> _Set exercise_:
Look below for the line containing "the yellow court". Output it and each remaining line of the entries exactly, and nothing else.

☆ ☆ ☆ ☆ ☆ ☆ ☆

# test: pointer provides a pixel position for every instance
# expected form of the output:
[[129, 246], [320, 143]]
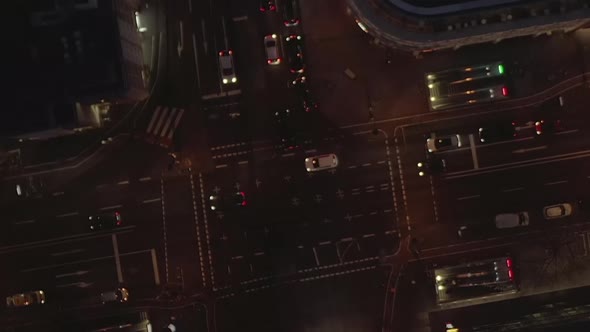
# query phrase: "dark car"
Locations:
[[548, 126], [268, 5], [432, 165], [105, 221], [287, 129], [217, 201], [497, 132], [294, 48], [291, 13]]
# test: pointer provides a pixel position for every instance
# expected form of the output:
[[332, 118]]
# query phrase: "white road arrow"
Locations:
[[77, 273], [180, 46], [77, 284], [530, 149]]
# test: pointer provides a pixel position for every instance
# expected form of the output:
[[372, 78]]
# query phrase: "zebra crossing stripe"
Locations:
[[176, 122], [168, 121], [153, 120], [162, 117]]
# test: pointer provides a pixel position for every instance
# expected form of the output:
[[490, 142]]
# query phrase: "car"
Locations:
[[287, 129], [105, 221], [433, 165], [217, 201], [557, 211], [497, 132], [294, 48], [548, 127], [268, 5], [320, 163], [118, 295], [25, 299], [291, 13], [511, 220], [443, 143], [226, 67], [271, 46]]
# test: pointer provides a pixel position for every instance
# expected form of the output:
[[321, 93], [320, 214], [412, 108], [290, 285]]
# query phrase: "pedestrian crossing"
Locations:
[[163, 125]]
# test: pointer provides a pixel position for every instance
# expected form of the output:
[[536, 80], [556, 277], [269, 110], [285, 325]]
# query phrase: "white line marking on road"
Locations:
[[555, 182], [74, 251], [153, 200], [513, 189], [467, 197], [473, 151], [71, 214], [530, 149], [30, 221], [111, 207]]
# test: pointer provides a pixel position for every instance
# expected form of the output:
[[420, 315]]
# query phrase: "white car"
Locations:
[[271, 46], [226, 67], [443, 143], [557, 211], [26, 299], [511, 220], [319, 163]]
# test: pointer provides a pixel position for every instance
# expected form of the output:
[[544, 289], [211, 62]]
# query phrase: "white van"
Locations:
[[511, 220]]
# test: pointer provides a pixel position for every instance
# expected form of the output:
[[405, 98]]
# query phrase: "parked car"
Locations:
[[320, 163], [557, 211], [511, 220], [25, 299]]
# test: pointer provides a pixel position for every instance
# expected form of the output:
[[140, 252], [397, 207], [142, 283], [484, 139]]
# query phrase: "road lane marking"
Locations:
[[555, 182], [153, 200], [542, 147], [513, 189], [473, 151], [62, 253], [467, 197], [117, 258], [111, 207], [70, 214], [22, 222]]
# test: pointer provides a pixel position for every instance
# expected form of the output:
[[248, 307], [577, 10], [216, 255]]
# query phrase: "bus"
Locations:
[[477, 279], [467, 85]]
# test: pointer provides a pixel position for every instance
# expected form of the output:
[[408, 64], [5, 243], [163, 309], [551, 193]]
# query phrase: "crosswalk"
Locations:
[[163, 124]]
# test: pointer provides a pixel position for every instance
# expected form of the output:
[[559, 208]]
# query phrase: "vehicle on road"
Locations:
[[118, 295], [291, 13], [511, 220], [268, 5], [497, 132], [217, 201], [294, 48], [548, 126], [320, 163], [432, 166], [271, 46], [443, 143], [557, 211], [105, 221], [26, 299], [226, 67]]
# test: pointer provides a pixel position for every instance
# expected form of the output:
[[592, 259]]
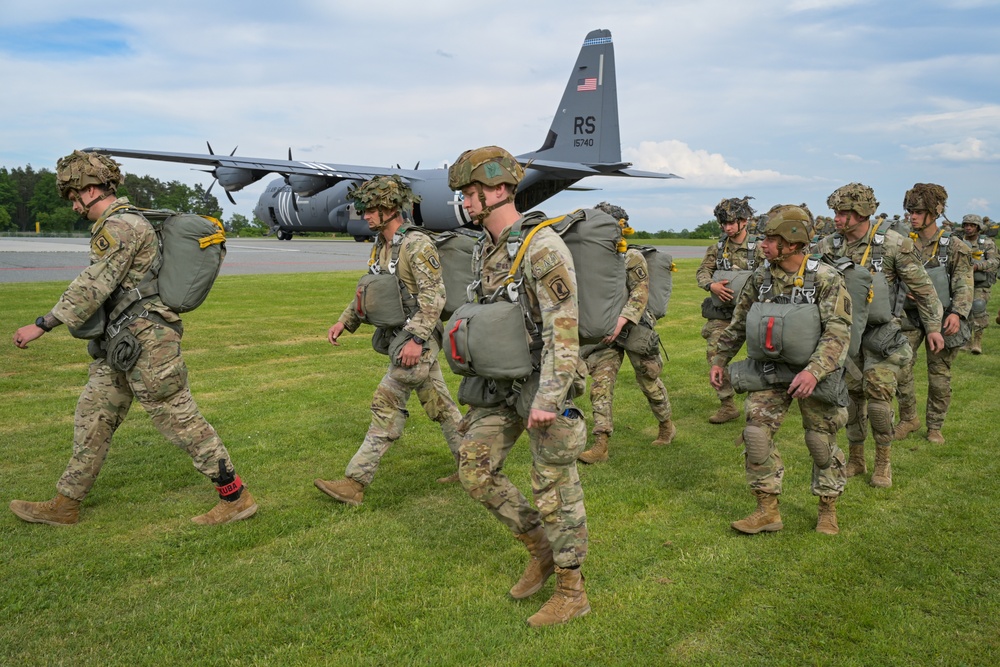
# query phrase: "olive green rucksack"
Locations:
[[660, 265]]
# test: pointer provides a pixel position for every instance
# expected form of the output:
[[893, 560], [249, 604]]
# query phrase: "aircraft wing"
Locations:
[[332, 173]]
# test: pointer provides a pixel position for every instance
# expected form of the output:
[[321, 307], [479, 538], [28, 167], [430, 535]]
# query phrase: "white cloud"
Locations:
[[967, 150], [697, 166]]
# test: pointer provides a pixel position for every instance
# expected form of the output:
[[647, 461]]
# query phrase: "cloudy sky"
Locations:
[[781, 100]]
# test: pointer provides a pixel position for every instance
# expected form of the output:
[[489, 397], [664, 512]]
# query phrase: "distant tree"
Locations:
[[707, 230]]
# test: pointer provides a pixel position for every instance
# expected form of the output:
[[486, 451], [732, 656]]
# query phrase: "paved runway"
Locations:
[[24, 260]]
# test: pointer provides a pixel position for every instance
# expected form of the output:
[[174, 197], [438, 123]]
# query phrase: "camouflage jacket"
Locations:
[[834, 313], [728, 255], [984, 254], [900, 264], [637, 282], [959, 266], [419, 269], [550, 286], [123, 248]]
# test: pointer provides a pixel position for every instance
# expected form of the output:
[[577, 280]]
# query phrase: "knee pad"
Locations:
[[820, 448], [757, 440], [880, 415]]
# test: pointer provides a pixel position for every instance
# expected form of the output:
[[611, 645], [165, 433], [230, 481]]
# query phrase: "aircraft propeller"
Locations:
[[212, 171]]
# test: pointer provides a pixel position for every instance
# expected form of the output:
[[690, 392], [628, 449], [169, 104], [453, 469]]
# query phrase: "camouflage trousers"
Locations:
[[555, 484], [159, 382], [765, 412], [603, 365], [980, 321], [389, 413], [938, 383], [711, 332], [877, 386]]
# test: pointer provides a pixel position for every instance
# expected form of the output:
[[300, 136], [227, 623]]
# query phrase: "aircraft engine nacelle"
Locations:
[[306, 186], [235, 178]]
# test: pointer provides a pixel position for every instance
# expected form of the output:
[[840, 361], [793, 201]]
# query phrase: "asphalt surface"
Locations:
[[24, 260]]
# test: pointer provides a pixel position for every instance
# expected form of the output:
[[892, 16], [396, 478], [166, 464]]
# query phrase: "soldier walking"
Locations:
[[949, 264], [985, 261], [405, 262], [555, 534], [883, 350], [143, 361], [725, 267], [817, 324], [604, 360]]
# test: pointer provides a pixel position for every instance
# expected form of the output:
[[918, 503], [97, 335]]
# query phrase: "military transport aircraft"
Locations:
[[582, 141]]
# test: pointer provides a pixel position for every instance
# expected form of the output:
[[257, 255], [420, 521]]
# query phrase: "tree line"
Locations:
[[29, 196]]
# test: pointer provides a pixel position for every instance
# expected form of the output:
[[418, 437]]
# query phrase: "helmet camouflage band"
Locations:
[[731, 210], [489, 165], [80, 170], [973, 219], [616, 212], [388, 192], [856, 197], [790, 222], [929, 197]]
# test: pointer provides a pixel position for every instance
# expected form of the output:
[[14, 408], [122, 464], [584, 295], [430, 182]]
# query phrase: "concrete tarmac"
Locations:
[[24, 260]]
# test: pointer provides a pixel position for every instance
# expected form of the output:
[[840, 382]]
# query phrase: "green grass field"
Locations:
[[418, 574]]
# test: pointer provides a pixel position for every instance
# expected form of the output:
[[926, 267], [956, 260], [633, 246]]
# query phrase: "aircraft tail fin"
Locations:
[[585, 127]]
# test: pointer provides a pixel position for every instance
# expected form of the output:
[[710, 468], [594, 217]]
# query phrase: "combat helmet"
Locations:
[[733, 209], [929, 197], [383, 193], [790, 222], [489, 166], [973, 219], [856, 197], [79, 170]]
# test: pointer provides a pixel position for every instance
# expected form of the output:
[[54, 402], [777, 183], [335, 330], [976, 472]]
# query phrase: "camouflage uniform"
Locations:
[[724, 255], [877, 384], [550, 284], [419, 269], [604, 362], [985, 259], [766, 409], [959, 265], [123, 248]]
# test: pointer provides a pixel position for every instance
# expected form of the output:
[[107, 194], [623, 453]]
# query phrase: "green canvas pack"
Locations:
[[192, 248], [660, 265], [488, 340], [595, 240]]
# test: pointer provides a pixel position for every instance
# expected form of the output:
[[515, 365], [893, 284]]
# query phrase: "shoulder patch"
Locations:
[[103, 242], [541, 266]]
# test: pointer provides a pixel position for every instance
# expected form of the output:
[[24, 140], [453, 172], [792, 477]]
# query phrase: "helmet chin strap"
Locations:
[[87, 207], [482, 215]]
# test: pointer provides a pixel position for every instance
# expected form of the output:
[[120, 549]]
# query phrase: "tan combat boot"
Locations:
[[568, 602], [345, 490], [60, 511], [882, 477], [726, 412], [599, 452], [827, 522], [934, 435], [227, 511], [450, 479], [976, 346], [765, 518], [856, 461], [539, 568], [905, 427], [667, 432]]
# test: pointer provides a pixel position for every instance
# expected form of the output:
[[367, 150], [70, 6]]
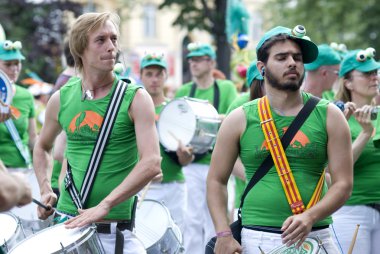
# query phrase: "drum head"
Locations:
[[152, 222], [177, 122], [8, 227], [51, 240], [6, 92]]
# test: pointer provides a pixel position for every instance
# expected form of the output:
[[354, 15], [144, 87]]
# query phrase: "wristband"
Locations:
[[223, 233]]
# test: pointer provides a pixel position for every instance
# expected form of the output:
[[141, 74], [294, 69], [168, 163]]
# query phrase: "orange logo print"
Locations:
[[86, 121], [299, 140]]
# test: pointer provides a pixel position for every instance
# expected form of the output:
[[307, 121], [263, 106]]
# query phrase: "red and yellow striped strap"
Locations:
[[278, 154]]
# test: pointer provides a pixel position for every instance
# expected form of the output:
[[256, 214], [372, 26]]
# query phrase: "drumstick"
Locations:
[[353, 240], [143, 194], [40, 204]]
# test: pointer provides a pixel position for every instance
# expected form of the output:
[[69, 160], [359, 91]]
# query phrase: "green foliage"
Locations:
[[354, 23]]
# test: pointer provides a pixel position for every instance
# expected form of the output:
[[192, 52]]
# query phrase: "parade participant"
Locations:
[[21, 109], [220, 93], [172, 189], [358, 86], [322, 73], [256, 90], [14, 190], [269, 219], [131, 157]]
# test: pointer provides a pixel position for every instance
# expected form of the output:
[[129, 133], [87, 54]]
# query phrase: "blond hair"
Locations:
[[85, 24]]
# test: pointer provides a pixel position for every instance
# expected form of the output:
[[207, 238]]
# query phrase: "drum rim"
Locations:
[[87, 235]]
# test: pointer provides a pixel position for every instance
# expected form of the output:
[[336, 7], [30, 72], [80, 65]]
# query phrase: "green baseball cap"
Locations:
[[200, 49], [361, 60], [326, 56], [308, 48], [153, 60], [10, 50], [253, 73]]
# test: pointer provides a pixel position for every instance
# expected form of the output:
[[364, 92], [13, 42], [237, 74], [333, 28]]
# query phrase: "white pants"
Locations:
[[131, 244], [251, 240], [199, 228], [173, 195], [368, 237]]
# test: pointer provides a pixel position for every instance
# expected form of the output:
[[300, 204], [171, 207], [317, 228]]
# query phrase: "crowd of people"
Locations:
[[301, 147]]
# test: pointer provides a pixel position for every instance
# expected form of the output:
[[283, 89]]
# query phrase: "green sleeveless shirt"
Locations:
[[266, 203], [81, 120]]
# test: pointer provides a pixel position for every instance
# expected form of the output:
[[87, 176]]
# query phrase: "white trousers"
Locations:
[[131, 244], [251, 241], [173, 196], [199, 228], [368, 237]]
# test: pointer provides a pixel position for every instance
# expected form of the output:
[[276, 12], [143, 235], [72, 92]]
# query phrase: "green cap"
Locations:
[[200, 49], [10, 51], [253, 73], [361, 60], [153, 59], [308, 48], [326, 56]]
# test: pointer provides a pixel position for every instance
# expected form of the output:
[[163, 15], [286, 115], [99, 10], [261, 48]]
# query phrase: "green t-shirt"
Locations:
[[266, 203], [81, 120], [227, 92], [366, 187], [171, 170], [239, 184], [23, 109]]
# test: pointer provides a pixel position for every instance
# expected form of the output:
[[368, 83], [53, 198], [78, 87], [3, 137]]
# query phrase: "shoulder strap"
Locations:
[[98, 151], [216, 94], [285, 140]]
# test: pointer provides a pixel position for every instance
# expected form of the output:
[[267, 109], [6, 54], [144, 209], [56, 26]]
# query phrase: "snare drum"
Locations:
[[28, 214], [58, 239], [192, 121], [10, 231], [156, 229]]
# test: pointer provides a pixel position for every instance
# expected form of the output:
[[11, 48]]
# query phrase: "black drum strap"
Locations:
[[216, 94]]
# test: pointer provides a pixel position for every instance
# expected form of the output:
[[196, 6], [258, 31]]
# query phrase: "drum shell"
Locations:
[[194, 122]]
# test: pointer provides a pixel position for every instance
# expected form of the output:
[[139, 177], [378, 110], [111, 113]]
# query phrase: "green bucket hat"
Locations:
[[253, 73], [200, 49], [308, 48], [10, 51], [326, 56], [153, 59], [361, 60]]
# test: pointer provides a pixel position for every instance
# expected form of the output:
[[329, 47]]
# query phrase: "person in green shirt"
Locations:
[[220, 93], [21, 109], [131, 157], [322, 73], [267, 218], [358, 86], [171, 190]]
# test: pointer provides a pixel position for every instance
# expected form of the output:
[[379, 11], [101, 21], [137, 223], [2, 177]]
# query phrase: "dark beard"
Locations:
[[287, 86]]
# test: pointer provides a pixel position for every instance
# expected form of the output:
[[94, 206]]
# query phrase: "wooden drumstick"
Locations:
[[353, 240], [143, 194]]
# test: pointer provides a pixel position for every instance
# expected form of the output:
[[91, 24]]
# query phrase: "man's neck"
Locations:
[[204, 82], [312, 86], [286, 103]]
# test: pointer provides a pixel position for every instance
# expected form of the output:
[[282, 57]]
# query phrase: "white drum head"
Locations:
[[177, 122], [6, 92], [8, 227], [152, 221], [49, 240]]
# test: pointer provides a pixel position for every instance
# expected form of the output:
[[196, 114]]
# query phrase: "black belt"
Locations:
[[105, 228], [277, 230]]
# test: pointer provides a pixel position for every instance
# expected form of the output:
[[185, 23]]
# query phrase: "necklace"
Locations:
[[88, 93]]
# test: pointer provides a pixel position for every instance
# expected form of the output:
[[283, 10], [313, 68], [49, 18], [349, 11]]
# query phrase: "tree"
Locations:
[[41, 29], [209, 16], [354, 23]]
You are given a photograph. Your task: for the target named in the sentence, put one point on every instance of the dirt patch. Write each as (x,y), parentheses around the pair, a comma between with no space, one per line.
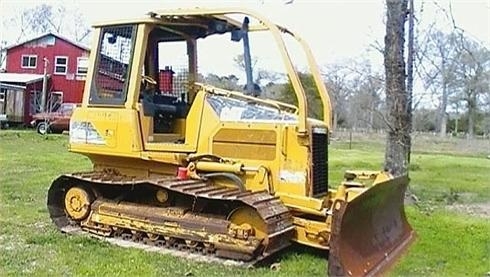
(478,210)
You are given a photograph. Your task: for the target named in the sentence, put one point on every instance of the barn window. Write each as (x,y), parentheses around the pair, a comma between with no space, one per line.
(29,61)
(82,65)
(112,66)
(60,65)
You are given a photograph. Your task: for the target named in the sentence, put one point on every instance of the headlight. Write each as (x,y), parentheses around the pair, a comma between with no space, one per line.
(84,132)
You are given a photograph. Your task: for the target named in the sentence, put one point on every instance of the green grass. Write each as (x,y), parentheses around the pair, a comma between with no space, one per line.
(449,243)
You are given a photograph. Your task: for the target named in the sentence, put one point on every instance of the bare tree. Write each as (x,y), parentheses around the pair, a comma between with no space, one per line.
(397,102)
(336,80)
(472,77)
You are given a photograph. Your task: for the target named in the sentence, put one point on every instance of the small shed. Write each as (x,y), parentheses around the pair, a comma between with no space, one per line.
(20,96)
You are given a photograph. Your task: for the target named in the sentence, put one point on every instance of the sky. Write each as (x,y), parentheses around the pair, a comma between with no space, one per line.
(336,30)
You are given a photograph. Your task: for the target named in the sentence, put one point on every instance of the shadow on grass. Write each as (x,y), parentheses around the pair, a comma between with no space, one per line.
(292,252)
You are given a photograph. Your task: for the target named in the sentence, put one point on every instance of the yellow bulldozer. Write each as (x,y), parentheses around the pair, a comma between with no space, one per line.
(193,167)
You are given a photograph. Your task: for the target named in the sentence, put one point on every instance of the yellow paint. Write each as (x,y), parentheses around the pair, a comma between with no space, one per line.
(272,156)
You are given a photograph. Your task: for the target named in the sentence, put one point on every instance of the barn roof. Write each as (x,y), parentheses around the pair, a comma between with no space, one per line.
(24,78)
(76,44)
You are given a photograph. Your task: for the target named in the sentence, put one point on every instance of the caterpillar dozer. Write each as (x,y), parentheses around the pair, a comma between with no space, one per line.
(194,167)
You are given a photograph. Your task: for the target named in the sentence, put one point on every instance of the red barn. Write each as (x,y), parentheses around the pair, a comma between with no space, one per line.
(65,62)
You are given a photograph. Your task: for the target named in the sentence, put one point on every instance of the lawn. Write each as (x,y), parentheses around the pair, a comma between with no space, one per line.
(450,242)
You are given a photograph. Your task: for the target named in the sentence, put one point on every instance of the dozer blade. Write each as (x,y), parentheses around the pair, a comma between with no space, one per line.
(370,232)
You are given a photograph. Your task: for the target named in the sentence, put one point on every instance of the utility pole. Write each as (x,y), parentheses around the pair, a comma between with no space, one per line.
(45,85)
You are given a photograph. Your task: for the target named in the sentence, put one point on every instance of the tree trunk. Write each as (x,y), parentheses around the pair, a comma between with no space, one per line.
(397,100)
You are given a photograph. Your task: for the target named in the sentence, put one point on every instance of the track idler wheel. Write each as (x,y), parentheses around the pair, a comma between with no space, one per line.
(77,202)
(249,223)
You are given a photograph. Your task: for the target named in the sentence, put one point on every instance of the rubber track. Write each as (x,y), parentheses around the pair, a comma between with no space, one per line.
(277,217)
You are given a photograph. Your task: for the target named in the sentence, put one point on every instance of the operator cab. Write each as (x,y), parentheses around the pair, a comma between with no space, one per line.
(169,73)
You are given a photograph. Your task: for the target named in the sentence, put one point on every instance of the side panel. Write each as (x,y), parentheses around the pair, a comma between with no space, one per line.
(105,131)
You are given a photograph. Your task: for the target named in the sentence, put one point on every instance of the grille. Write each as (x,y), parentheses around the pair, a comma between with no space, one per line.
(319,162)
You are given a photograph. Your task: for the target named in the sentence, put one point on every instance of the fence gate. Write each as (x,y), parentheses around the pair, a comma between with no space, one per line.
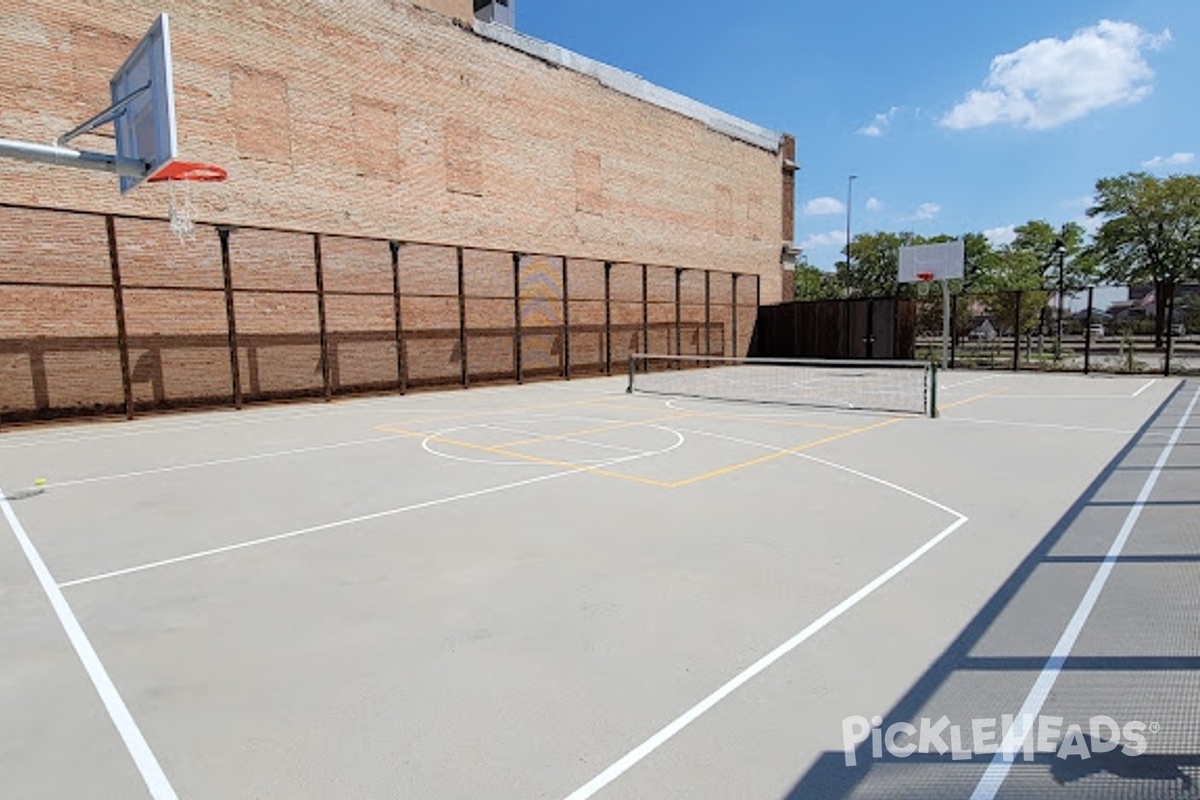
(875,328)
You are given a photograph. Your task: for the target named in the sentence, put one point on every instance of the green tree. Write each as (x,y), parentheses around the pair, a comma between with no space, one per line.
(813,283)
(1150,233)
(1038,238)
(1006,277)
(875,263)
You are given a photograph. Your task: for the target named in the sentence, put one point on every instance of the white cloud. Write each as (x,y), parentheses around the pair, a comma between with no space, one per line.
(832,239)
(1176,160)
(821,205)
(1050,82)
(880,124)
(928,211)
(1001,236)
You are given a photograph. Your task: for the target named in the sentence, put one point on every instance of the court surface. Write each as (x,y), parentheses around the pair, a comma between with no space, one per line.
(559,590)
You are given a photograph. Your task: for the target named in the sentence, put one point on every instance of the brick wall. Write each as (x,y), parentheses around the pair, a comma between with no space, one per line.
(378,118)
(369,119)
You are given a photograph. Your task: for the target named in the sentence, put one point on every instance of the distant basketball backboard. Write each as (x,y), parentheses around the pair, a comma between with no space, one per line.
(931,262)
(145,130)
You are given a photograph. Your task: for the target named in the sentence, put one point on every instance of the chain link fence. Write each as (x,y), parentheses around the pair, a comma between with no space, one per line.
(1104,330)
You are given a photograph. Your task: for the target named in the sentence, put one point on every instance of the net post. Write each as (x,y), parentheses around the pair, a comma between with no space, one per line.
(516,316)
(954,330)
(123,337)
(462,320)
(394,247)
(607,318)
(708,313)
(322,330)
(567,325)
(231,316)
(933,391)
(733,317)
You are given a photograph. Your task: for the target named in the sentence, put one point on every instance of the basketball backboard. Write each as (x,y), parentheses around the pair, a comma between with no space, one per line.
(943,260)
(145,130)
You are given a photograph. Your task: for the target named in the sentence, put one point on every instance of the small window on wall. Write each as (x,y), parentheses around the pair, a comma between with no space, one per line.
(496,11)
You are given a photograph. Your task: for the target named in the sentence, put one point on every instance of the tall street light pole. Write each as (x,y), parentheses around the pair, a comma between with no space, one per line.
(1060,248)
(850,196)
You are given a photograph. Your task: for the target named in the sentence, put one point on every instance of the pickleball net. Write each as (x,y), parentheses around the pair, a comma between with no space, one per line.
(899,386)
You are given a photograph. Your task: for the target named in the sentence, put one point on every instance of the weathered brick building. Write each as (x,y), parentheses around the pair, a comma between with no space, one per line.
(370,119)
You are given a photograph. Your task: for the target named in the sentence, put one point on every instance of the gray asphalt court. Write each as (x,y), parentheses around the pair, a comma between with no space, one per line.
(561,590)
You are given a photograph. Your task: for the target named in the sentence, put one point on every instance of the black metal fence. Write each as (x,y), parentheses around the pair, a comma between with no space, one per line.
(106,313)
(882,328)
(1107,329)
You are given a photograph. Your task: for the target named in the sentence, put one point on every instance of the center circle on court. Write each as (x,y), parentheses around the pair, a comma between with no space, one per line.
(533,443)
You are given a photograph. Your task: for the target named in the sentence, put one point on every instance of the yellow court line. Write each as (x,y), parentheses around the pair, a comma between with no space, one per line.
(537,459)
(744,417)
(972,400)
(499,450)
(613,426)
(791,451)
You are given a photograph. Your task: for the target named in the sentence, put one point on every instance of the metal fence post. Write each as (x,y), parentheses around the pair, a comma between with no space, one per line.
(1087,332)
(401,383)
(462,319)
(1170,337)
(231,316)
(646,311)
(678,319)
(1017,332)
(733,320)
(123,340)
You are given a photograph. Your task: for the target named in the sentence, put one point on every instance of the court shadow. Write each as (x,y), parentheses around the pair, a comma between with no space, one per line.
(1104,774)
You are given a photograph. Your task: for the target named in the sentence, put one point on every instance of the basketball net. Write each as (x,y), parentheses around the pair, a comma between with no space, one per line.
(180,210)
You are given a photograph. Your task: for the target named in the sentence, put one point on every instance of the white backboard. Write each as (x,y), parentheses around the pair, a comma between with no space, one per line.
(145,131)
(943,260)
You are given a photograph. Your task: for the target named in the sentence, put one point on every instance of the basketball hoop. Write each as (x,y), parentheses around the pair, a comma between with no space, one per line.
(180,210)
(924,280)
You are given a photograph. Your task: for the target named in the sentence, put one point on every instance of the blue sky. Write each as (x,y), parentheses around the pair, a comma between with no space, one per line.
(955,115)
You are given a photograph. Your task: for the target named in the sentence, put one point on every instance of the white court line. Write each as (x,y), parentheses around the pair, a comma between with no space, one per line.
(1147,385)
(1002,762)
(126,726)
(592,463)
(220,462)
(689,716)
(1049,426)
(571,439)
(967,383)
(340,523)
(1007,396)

☆ ☆ ☆ ☆ ☆ ☆ ☆

> _Full response_:
You are given a photograph. Your task: for the target named in the sentence, put one point on every instance of the yellow court line. Write each as (x,y), parentheses around the pair, a comma between with no space, one per line.
(537,459)
(744,417)
(972,400)
(499,450)
(613,426)
(791,451)
You are given a photograph. Your task: for the target named in the sentence, put one point on every instance of the metal fence post. Write each as (x,y), parentheses around the pair, a comma between with no space, one per line.
(1087,332)
(401,383)
(462,319)
(1170,337)
(231,316)
(646,311)
(678,319)
(1017,332)
(733,320)
(123,340)
You are given a photograph. Your task: for the target named in the sentence, put one point on every instance of the court shadow. Write each as (x,y), parentheses around the pair, a comma between with no space, one per line.
(1104,774)
You are given a photograph. Your task: for the target named in the sentence, put one point on every instance of the basketball net. Write each as (x,y), parentheses around the pair, a comma between with no space, one per line.
(180,210)
You are given a photograph. Your task: for the target named in the sentence, put one point on every instance of the white backboard. Write each as (x,y), parentheses around the pair, a comma between with no space, one per line.
(145,131)
(943,260)
You are given a photograph. Your task: for the target named in the sentence, put one point on every instance of the basketball hoop. Write each as (x,y), parentheses around the pair, a comma between with no space, one per line.
(180,210)
(924,280)
You are given a photograph. Your task: for the target named in the sentence, put one point on every instance of the blue sky. Write each as (x,y), parentheses around the pair, a comma between with no space, one per line.
(955,115)
You are given a photograph. Your task: for the target named in the sentence, put one point on every instance of the white court line. Write each as (x,y), parentheses around the pair, a comma between with no space, one per line.
(1147,385)
(1002,762)
(126,726)
(592,463)
(220,462)
(689,716)
(1049,426)
(571,439)
(967,383)
(340,523)
(1007,396)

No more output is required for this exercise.